Task prompt. An exact transcription of all the data is the expected reply.

Start of Provided records

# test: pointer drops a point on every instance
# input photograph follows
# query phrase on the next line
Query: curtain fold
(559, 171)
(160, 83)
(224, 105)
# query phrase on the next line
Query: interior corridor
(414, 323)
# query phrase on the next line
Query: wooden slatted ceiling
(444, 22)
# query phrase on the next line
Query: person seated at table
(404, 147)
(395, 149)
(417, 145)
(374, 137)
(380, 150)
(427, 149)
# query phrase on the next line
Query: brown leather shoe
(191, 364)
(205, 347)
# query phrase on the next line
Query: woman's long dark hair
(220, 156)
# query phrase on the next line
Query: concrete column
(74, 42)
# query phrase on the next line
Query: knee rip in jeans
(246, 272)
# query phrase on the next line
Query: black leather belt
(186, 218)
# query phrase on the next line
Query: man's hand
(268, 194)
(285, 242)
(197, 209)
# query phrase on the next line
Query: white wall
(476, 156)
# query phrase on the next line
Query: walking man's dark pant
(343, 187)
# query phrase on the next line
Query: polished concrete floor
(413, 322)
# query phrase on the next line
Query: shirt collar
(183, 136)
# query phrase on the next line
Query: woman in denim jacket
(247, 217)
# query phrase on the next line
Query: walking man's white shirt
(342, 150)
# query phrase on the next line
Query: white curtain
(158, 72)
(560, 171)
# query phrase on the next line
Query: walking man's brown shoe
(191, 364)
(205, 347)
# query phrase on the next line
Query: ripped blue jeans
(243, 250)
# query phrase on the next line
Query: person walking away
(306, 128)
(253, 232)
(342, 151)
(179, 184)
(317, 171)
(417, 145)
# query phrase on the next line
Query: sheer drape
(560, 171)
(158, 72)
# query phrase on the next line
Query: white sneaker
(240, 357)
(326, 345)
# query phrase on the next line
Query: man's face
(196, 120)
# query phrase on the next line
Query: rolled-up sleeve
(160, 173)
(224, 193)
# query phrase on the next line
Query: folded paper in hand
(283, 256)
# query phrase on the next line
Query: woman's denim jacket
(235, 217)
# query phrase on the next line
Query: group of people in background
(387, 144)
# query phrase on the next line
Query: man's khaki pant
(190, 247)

End of Provided records

Output.
# test: pointer drops a point on every instance
# input photograph follows
# query phrase on the next line
Query: curtain fold
(559, 171)
(160, 83)
(224, 105)
# query phrase on the next line
Query: interior corridor
(414, 323)
# query phrase on the next line
Query: wooden slatted ceiling
(444, 22)
# query phrase on the next line
Query: person seated at table
(404, 147)
(395, 149)
(417, 145)
(374, 137)
(380, 150)
(427, 149)
# query phrase on the next line
Query: brown leather shoe
(191, 364)
(205, 347)
# query phrase on the next line
Query: woman's long dark hair
(220, 156)
# query phrase on the next line
Query: concrete column
(74, 42)
# query phrase on the next line
Query: knee rip in jeans
(246, 272)
# query phrase on the next line
Query: black leather belt
(186, 218)
# query phrase on the next line
Query: man's hand
(268, 194)
(285, 242)
(197, 209)
# query phrase on the next line
Query: white wall
(476, 156)
# query phrase on the next line
Query: walking man's dark pant
(343, 187)
# query phrase on the next line
Query: polished concrete floor
(413, 322)
# query phrase on the next line
Query: shirt collar
(183, 136)
# query phrase on the next line
Query: woman in denim jacket
(247, 217)
# query phrase on the next line
Query: walking man's white shirt
(342, 150)
# query phrase on the next line
Query: white curtain
(158, 72)
(560, 171)
# query phrase on the next line
Query: walking man's brown shoe
(191, 364)
(205, 347)
# query phrase on the next line
Query: ripped blue jeans
(243, 250)
# query phrase on the next line
Query: person walking away
(306, 128)
(253, 232)
(342, 151)
(179, 184)
(317, 171)
(417, 145)
# query phrase on the next line
Query: sheer drape
(560, 171)
(158, 72)
# query phrase on the next line
Query: white sneaker
(240, 357)
(326, 345)
# query phrase on the next line
Query: man's face
(196, 120)
# query phrase on the next line
Query: rolled-up sleeve
(160, 173)
(224, 193)
# query phrase on the next line
Query: folded paper in hand
(283, 256)
# query phrase on the next line
Query: woman's denim jacket
(235, 217)
# query phrase on the next line
Query: group of people in background
(387, 144)
# query phrase on the next line
Query: man's khaki pant
(190, 247)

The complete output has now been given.